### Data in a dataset
· · · ·

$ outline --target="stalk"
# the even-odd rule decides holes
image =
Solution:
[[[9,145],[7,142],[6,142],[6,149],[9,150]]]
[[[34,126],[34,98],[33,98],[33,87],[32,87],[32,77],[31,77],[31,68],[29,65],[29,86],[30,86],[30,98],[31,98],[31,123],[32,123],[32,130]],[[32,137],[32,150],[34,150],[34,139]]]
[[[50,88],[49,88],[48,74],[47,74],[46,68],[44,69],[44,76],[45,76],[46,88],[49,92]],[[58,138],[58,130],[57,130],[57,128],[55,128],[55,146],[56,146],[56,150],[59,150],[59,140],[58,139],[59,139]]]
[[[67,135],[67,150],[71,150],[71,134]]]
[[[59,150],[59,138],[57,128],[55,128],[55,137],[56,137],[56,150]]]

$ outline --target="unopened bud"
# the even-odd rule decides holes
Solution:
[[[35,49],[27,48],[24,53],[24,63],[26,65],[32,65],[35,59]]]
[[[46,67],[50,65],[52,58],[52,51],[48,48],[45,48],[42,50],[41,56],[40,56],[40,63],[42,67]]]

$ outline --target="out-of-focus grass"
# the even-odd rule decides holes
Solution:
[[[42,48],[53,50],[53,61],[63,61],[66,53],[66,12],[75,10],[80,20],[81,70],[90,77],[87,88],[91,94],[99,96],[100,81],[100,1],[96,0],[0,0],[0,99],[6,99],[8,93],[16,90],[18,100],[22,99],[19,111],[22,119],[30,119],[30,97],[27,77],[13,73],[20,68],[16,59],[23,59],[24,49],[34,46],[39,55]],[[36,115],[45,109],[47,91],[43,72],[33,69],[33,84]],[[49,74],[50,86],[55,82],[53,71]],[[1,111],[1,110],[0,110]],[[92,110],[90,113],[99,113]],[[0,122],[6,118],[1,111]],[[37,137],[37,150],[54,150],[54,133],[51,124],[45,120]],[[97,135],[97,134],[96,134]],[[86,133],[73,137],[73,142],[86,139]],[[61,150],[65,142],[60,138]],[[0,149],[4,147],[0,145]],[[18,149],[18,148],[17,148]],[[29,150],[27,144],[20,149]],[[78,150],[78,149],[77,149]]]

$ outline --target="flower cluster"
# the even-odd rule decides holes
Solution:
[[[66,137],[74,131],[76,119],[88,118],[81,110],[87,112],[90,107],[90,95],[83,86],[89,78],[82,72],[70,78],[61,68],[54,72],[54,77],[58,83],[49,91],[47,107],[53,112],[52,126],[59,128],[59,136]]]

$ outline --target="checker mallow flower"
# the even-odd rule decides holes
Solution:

· · · ·

### Problem to work on
Write out all of the data above again, line for line, with nothing changed.

### Complete answer
$ outline --target="stalk"
# the even-odd rule decides holes
image =
Solution:
[[[9,145],[7,142],[6,142],[6,149],[9,150]]]
[[[34,126],[34,98],[33,98],[33,87],[32,87],[32,77],[31,77],[31,68],[29,65],[29,86],[30,86],[30,98],[31,98],[31,123],[32,123],[32,130]],[[32,137],[32,150],[34,150],[34,139]]]
[[[50,88],[49,88],[48,74],[47,74],[46,68],[44,69],[44,76],[45,76],[46,88],[49,92]],[[58,138],[58,130],[57,130],[57,128],[55,128],[55,146],[56,146],[56,150],[59,150],[59,140],[58,139],[59,139]]]
[[[67,135],[67,150],[71,150],[71,134]]]
[[[59,150],[59,138],[57,128],[55,128],[55,137],[56,137],[56,150]]]

$ outline --target="unopened bud"
# the even-odd rule decides holes
Solution:
[[[35,49],[27,48],[24,53],[24,63],[26,65],[32,65],[35,59]]]
[[[46,67],[50,65],[52,58],[52,51],[48,48],[45,48],[42,50],[41,56],[40,56],[40,63],[42,67]]]

$ outline --target="out-of-focus grass"
# the even-odd rule decides holes
Solution:
[[[42,48],[53,50],[53,61],[63,61],[66,53],[66,12],[75,10],[80,20],[81,70],[90,77],[87,88],[91,94],[99,96],[100,81],[100,1],[96,0],[0,0],[0,99],[6,99],[8,93],[16,90],[18,100],[22,99],[19,111],[22,119],[30,119],[30,97],[27,77],[13,73],[20,68],[16,59],[23,59],[24,49],[34,46],[39,55]],[[36,115],[45,109],[47,91],[43,72],[33,69],[33,84]],[[49,74],[50,86],[55,82],[53,71]],[[1,111],[1,110],[0,110]],[[92,110],[90,113],[99,113]],[[0,122],[6,118],[1,111]],[[37,137],[37,150],[54,150],[54,133],[51,124],[45,120]],[[97,135],[97,134],[96,134]],[[86,133],[73,137],[73,142],[86,139]],[[61,150],[65,142],[60,138]],[[0,149],[4,147],[0,145]],[[18,149],[18,148],[17,148]],[[29,150],[27,144],[20,149]],[[78,150],[78,149],[77,149]]]

$ outline --target="flower cluster"
# the even-odd rule decides holes
Solution:
[[[66,137],[74,131],[76,119],[88,118],[81,110],[87,112],[90,107],[90,95],[83,86],[89,78],[82,72],[70,78],[61,68],[54,72],[54,77],[58,83],[49,91],[47,107],[53,112],[52,126],[59,128],[59,136]]]

$ outline --target="checker mallow flower"
# the even-odd rule decides holes
Solution:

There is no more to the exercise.